**Listed entries**:
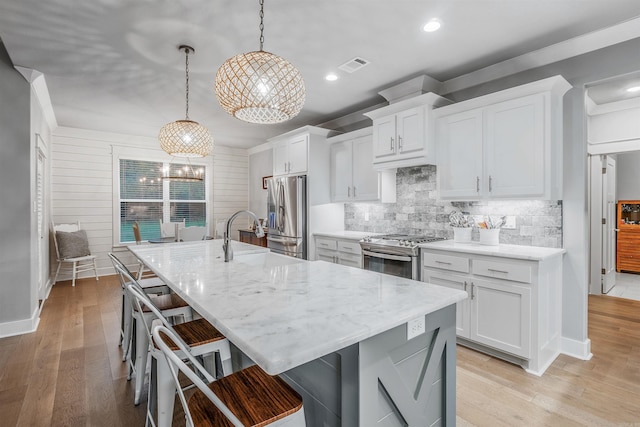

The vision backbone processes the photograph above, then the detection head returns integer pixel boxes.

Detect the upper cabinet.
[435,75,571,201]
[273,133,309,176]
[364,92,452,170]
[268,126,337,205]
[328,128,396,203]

* * *

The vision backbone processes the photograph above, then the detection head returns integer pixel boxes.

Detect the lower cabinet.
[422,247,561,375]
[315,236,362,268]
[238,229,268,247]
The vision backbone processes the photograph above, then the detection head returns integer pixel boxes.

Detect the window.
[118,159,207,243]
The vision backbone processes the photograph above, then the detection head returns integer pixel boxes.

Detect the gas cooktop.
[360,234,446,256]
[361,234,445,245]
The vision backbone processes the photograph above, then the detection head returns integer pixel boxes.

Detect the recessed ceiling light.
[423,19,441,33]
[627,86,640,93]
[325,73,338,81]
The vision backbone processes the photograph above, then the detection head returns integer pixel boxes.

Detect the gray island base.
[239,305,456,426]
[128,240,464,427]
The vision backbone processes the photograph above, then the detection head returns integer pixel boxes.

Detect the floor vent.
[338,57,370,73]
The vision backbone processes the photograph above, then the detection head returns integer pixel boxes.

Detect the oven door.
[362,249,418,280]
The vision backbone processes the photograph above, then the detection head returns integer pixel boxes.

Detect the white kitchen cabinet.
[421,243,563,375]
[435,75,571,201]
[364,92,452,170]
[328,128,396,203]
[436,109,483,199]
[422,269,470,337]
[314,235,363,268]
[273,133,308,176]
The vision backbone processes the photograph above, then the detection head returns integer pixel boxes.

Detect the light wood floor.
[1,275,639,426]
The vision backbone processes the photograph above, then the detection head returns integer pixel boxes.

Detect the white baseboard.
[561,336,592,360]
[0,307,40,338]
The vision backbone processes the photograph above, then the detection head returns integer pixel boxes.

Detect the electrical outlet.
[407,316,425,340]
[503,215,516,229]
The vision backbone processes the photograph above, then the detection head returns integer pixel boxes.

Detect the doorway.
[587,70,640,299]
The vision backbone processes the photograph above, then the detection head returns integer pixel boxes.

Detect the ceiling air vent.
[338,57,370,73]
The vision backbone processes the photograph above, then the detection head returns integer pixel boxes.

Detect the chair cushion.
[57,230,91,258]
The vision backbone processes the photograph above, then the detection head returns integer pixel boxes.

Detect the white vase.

**Requirement**: Return the span of lines in the data above that opens at the line with "Detect the electrical outlet." and closes at the line with "Detect the white vase.", exactly, ends included, nothing else.

**Answer section**:
Detect the electrical outlet.
[407,316,425,340]
[503,215,516,229]
The vision backbone processes the photograph above, then the detection head returns integer pixel boxes.

Detect the doorway.
[587,70,640,299]
The vision backbone processes the photograph above, then the detection head returns integer pixel boxes.

Detect the ceiling air vent.
[338,57,370,73]
The vision backbone processes the photograph above, then the detection head returns integer pixel boxes.

Detect the chair cushion.
[57,230,91,258]
The vision backbone processes the photograph above, then the detection head returns integer pixel boxes.

Detect the white vase.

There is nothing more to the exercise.